The request>
Convert the records into a two-column CSV with the header "label_query" and "polygon_output" and one row per record: the record's text in the first column and its answer in the second. Enclose each field in double quotes, with every line break replaced by a space.

─── Input rows

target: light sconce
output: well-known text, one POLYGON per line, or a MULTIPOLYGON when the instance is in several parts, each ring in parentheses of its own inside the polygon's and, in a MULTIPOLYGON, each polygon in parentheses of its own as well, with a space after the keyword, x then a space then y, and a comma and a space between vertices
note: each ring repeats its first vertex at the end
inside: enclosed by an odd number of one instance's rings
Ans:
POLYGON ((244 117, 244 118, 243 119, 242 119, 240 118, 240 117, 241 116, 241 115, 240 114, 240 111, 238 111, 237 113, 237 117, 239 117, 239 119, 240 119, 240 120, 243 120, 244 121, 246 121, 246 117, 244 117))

──────

Exercise answer>
label_query,polygon_output
"target: light sconce output: well-known text, one POLYGON per line, or a MULTIPOLYGON when the instance is in several parts, each ring in parentheses of its own inside the polygon's and, in a MULTIPOLYGON, each polygon in parentheses of its own as well, with a space after the keyword, x then a space then y, and a comma and a space between vertices note: each ring repeats its first vertex at the end inside: enclosed by an odd number of one instance's rings Ans:","POLYGON ((244 117, 244 118, 243 119, 242 119, 240 118, 240 117, 241 116, 241 115, 240 114, 240 111, 238 111, 237 113, 237 117, 239 117, 239 119, 240 119, 240 120, 243 120, 244 121, 246 121, 246 117, 244 117))"